Make a word-for-word copy of the entries below from their first line through the line with "317L396 269L346 276L324", and add nothing.

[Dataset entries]
-*-*-
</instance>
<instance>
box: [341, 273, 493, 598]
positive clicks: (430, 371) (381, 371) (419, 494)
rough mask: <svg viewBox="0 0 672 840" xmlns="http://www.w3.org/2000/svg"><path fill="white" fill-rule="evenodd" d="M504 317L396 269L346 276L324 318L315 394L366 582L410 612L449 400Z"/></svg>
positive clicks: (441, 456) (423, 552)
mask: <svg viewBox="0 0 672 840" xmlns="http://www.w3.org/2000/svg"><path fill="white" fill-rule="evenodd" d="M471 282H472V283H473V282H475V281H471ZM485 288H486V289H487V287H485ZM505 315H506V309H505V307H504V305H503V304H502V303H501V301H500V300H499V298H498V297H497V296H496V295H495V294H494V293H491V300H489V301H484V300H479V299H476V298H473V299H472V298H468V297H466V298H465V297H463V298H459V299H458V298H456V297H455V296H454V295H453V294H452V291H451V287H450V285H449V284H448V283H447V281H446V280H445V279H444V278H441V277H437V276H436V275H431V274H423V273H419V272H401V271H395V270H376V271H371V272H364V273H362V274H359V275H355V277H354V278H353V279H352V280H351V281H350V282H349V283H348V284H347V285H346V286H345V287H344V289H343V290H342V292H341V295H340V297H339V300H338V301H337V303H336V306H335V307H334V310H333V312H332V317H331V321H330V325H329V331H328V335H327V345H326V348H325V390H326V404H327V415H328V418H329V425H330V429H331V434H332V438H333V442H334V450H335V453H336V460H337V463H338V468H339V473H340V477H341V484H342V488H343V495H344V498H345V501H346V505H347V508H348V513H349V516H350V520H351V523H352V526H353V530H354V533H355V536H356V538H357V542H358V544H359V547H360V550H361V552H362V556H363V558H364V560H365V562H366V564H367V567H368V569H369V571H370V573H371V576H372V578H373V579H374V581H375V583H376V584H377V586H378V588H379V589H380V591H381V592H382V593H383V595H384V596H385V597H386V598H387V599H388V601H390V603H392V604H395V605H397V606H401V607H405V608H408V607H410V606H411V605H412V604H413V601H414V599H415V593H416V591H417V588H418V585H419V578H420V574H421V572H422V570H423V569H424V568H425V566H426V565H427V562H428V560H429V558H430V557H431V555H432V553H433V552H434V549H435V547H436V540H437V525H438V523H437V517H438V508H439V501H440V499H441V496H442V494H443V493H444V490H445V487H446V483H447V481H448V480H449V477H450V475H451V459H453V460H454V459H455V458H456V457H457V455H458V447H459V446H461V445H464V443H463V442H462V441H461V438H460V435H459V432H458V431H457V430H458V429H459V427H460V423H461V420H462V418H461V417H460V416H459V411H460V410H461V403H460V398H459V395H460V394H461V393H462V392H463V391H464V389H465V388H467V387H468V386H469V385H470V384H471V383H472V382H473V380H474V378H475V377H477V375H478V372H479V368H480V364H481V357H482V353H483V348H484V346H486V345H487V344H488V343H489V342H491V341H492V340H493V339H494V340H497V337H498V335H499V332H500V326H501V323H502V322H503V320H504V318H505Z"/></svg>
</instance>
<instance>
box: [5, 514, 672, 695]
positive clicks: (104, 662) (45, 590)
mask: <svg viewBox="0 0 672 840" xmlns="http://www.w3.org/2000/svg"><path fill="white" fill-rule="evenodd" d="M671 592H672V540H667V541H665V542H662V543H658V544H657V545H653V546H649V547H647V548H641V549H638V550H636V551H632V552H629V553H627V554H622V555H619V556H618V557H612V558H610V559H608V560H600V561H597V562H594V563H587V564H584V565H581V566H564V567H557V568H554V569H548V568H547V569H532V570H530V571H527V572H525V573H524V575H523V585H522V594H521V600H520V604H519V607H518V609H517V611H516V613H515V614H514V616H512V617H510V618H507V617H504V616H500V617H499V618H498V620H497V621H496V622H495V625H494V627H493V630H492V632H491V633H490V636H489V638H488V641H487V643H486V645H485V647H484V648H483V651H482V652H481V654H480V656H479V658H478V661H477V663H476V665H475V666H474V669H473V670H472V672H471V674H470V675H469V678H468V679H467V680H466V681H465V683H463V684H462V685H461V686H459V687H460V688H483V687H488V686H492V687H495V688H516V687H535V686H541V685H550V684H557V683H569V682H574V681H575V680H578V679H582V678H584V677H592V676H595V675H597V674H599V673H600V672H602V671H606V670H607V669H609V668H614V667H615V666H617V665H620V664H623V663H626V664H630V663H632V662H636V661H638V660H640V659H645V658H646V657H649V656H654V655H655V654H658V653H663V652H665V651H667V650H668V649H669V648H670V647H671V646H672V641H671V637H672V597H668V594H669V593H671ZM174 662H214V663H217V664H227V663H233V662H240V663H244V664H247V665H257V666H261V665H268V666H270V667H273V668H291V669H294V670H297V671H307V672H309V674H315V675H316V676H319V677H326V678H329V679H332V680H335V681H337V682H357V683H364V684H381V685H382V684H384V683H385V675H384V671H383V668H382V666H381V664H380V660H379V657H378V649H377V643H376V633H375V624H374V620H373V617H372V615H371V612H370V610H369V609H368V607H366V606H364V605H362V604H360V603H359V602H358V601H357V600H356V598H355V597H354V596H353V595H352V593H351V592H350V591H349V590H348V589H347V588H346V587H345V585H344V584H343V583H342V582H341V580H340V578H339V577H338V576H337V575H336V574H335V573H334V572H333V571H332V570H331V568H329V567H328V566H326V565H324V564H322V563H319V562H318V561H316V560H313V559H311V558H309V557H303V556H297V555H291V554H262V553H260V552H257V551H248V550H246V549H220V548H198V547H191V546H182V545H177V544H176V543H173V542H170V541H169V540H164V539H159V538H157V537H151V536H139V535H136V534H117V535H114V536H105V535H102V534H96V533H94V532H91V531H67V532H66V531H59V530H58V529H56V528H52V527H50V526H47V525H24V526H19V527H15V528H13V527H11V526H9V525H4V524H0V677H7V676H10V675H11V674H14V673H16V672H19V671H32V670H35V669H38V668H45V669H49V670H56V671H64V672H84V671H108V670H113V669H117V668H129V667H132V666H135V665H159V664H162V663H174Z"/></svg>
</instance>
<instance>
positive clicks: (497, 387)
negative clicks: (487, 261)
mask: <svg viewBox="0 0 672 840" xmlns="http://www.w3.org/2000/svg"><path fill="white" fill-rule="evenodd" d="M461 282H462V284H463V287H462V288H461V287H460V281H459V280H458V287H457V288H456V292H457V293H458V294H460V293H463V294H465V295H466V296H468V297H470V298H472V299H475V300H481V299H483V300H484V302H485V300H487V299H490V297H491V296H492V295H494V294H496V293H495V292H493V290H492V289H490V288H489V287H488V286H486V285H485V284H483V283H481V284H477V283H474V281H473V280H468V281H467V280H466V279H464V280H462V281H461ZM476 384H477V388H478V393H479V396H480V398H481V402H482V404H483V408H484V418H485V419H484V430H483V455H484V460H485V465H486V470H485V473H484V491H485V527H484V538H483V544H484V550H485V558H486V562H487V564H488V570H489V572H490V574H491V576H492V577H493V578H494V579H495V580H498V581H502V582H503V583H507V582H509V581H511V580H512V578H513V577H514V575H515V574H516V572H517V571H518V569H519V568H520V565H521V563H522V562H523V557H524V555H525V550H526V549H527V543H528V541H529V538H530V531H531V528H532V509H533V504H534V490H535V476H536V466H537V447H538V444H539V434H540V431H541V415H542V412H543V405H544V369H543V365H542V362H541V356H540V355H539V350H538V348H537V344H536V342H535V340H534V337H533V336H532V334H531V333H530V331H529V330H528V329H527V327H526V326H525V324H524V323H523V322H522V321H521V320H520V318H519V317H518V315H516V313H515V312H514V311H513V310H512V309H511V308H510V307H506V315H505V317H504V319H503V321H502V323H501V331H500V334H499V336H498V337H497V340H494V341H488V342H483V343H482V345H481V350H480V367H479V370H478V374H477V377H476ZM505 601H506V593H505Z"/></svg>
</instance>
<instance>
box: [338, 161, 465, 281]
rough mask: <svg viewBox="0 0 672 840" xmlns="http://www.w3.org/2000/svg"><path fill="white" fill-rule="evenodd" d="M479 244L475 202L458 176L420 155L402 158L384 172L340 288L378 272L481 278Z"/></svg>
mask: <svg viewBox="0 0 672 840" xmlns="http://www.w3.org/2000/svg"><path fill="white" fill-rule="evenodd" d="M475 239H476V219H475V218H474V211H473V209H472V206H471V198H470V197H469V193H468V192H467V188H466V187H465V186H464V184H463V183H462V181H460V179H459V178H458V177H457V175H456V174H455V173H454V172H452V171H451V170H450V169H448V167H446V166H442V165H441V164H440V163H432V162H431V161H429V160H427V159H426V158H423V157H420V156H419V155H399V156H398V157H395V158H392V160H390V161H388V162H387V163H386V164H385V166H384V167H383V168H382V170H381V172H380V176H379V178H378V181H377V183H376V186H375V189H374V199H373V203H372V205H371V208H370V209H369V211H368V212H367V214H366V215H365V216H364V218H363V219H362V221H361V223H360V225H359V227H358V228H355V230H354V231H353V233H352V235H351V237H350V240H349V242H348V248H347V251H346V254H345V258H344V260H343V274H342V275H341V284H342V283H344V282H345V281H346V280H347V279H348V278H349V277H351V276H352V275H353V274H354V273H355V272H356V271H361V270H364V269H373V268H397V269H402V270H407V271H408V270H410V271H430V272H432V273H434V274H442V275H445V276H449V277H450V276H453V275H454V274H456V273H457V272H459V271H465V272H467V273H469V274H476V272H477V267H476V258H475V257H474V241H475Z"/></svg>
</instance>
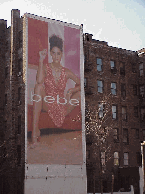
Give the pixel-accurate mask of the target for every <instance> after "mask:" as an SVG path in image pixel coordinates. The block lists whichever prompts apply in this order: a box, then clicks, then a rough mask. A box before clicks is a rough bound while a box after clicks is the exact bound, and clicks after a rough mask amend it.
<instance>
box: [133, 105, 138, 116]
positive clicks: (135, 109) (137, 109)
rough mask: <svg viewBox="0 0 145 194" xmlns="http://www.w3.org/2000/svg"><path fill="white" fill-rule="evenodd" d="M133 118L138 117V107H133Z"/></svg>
mask: <svg viewBox="0 0 145 194" xmlns="http://www.w3.org/2000/svg"><path fill="white" fill-rule="evenodd" d="M134 117H138V107H137V106H134Z"/></svg>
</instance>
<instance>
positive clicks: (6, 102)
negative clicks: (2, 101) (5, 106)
mask: <svg viewBox="0 0 145 194" xmlns="http://www.w3.org/2000/svg"><path fill="white" fill-rule="evenodd" d="M7 102H8V101H7V94H5V105H7Z"/></svg>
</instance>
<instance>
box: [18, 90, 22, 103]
mask: <svg viewBox="0 0 145 194" xmlns="http://www.w3.org/2000/svg"><path fill="white" fill-rule="evenodd" d="M18 104H21V87H19V88H18Z"/></svg>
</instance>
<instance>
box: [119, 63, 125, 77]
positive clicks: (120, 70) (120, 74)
mask: <svg viewBox="0 0 145 194" xmlns="http://www.w3.org/2000/svg"><path fill="white" fill-rule="evenodd" d="M120 75H123V76H125V64H124V63H120Z"/></svg>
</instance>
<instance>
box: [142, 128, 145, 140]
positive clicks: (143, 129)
mask: <svg viewBox="0 0 145 194" xmlns="http://www.w3.org/2000/svg"><path fill="white" fill-rule="evenodd" d="M142 135H143V141H145V129H143V130H142Z"/></svg>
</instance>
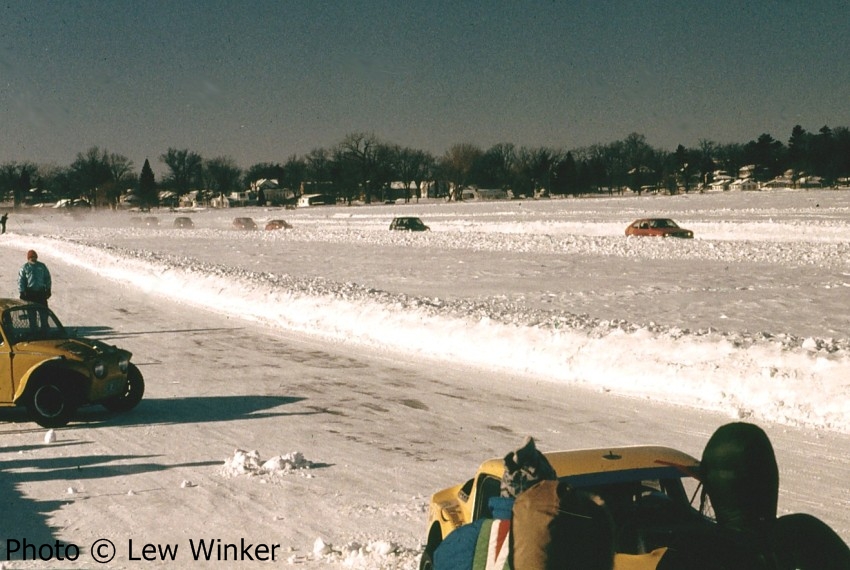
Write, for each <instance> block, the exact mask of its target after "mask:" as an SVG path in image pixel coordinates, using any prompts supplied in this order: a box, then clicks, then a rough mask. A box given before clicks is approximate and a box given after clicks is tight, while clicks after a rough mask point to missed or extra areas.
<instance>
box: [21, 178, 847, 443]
mask: <svg viewBox="0 0 850 570" xmlns="http://www.w3.org/2000/svg"><path fill="white" fill-rule="evenodd" d="M39 214H41V212H39ZM394 214H399V215H401V214H403V215H418V216H420V217H422V218H423V219H424V220H425V221H426V223H427V224H429V225H430V226H431V227H432V230H433V231H432V232H430V233H420V234H399V233H391V232H388V231H387V226H388V225H389V220H390V219H391V218H392V216H393V215H394ZM237 215H238V216H243V215H248V216H253V217H254V218H255V220H256V221H257V222H258V223H259V224H260V227H262V226H263V225H264V224H265V222H266V221H267V220H269V219H273V218H280V217H282V218H285V219H286V220H287V221H289V222H290V223H292V224H293V225H294V226H295V229H294V230H291V231H281V232H247V233H244V232H236V231H233V230H231V229H230V228H229V224H230V222H231V221H232V219H233V217H235V216H237ZM649 215H655V216H670V217H673V218H674V219H675V220H677V221H678V222H679V223H680V225H683V226H685V227H688V228H690V229H692V230H694V232H695V234H696V239H695V240H693V241H681V240H653V239H639V238H626V237H624V236H623V230H624V228H625V226H626V225H627V224H628V222H629V221H631V220H632V219H633V218H636V217H640V216H649ZM130 216H131V215H130V214H126V213H121V214H105V215H89V216H85V217H83V218H81V219H77V220H73V219H69V218H68V217H67V216H64V217H63V216H60V215H57V214H55V213H54V212H48V211H45V213H44V214H42V215H35V216H31V217H29V219H28V218H27V217H25V216H17V218H20V224H19V225H18V226H13V227H14V228H15V230H14V231H15V235H9V236H7V238H6V241H5V245H7V246H10V247H18V248H19V249H21V250H26V249H28V248H29V247H35V248H36V249H38V250H39V251H40V253H41V255H42V258H43V259H49V258H50V257H60V258H62V259H64V260H66V261H68V262H70V263H75V264H77V265H79V266H82V267H86V268H89V269H92V270H94V271H97V272H98V273H100V274H101V275H104V276H108V277H110V278H113V279H119V280H127V281H132V282H133V283H135V284H136V285H137V286H138V287H140V288H141V289H142V290H143V291H145V292H149V293H155V294H164V295H168V296H170V297H172V298H176V299H181V300H182V301H184V302H186V303H187V304H191V305H196V306H199V307H203V308H209V309H212V310H216V311H220V312H224V313H229V314H232V315H234V316H238V317H241V318H249V319H252V320H256V321H261V322H263V323H265V324H268V325H270V326H275V327H281V328H285V329H289V330H295V331H303V332H309V333H312V334H320V335H325V336H328V337H332V338H334V339H337V340H344V341H345V342H348V343H361V344H366V345H370V346H377V347H393V348H402V349H404V350H406V351H412V352H416V353H419V354H423V355H426V356H433V357H436V358H440V359H447V360H451V361H453V362H467V363H470V364H473V365H477V366H486V367H498V368H504V369H507V370H512V371H519V372H523V373H529V374H533V375H538V376H540V377H542V378H546V379H548V380H552V381H556V382H567V383H574V384H585V385H592V386H594V387H596V388H598V389H600V390H605V391H612V392H616V393H620V394H652V397H653V398H656V399H661V400H667V401H670V402H674V403H678V404H686V405H690V406H698V407H702V408H707V409H715V410H723V411H725V412H727V413H729V414H730V415H731V416H737V417H742V418H743V417H751V418H754V419H761V420H767V421H773V422H781V423H789V424H795V425H806V426H811V427H823V428H827V429H832V430H840V431H845V432H846V431H850V399H848V398H847V397H846V396H847V388H848V382H850V352H848V350H849V349H850V341H849V340H848V337H850V333H848V331H850V326H848V325H850V315H848V313H847V309H846V307H847V301H848V299H850V255H848V254H850V192H844V191H808V192H801V191H775V192H770V193H759V192H754V193H740V192H738V193H731V194H730V193H726V194H706V195H691V196H680V197H642V198H627V199H624V198H619V197H615V198H597V199H585V200H547V201H523V202H503V203H465V204H446V203H428V204H419V205H404V206H392V207H389V206H371V207H334V208H326V207H324V208H314V209H311V210H310V209H308V210H305V209H299V210H297V211H284V210H274V209H253V210H250V209H249V210H244V209H239V210H231V211H203V212H195V213H193V214H192V217H193V219H194V221H195V225H196V229H194V230H173V229H170V228H171V224H172V220H173V218H174V217H175V216H176V214H171V213H161V214H159V215H158V216H157V217H158V218H160V220H159V221H160V224H161V226H160V227H159V228H158V229H151V228H144V229H136V228H131V227H130V222H129V218H130ZM22 234H23V235H22ZM35 236H38V237H35Z"/></svg>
-*-*-
Task answer>
</instance>
<instance>
box: [341, 273, 493, 598]
positive clicks: (430, 371) (381, 371) (419, 494)
rough mask: <svg viewBox="0 0 672 840" xmlns="http://www.w3.org/2000/svg"><path fill="white" fill-rule="evenodd" d="M504 317L396 269L346 276L324 318L315 394L366 582L410 612L449 400Z"/></svg>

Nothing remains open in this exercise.